Given problem »
Reproduce the records, starting at the line that contains "Where does a point fall on the green" and ending with the last of the records, with "Tag" replaced by "Mark" and everything else unchanged. Omit the pictures from your answer.

-- BEGIN Stored data --

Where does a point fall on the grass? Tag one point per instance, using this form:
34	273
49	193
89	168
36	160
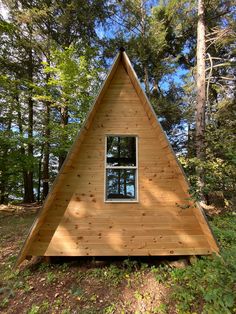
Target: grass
207	286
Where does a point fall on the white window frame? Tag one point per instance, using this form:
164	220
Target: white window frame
136	199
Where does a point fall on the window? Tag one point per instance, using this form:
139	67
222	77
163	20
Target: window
121	168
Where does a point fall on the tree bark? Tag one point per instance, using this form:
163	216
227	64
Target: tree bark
45	175
201	94
4	169
29	196
64	122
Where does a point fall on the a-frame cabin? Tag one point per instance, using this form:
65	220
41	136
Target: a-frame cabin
121	190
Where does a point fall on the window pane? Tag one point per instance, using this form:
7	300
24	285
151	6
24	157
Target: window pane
121	151
121	183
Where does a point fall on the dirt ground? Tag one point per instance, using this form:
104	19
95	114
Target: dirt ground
79	285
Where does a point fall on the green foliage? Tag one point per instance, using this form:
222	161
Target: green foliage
208	285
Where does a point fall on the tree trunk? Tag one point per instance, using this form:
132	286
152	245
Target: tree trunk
64	122
201	94
22	150
29	196
4	167
45	175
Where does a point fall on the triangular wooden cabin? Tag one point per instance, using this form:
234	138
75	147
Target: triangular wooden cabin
121	190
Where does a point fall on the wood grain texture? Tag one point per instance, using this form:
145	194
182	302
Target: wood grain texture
78	221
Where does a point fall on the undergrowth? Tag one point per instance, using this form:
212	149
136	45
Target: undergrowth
209	285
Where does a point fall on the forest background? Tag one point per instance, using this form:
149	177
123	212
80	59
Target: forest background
54	56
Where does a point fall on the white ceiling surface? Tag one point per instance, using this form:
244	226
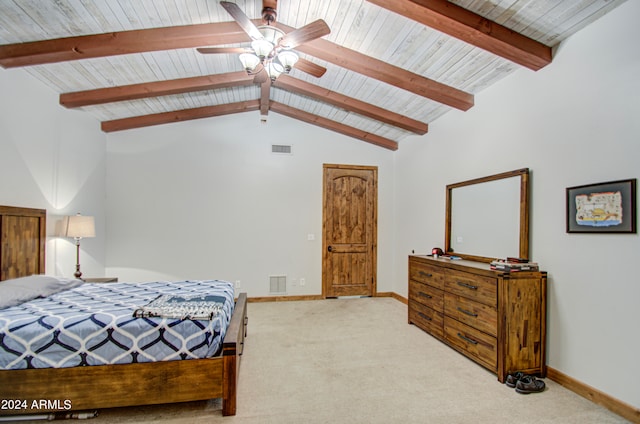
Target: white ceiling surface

-- END Stored data --

Full response »
Where does a point fall on the green foliage? Mark one point per instance, using this form:
222	161
Target: green foliage
208	285
Where does a point fall on the tree trunk? Mark one point per instance, using this form:
132	286
152	245
Target: tree trunk
64	122
201	94
22	150
29	196
4	167
45	175
Where does a point fall on the triangular wooden cabin? Mark one point per instance, using this form:
234	138
75	147
Target: triangular wooden cabin
121	190
Where does a point fall on the wood grain texture? Mark one point per instance, using this form:
145	194
182	302
Target: wood grain texture
78	221
Where does a point fall on the undergrowth? Mark one point per instance, using this form:
212	149
136	45
Target: undergrowth
209	285
Where does a point fall on the forest background? Mark one point per instance, using this form:
149	177
123	212
80	59
Target: forest background
54	56
Where does a point fall on the white ceiling surface? Mark one point per instance, using this form:
244	226
Target: white ceiling surface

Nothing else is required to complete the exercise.